### [EXERCISE DETAILS]
Retype the material below word for word, from the line containing "indicate the metal" through the end of the material, with both of those lines included.

Records from a dataset:
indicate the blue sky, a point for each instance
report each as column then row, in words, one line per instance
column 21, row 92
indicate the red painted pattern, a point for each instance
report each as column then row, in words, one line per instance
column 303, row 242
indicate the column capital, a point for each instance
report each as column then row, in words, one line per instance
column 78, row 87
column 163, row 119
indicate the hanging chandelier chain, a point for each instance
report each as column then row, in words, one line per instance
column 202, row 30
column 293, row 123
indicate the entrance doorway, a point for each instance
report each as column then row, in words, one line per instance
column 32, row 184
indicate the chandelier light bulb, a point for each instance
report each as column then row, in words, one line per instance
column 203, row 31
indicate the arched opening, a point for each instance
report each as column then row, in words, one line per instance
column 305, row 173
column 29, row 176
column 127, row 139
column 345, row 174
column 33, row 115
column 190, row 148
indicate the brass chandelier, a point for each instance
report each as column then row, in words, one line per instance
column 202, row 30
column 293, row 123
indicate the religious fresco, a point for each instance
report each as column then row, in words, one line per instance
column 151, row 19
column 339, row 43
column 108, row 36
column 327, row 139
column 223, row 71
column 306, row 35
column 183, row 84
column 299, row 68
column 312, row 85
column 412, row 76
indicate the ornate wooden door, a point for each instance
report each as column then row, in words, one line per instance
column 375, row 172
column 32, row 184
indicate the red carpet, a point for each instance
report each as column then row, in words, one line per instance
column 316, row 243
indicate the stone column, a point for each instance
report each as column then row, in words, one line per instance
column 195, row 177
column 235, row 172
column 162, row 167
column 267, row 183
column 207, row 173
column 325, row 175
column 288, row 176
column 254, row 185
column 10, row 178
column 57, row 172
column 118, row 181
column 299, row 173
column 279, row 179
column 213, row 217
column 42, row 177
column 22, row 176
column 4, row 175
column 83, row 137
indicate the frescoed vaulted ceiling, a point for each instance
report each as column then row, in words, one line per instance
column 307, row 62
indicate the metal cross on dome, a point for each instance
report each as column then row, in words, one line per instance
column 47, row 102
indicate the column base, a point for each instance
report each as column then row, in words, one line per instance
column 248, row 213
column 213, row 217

### [THE RESULT]
indicate the metal cross on dome, a point for each instance
report each as column then row, in words, one line per instance
column 47, row 102
indicate the column base, a point for each instance
report each as column then row, in words, one line per instance
column 248, row 213
column 213, row 217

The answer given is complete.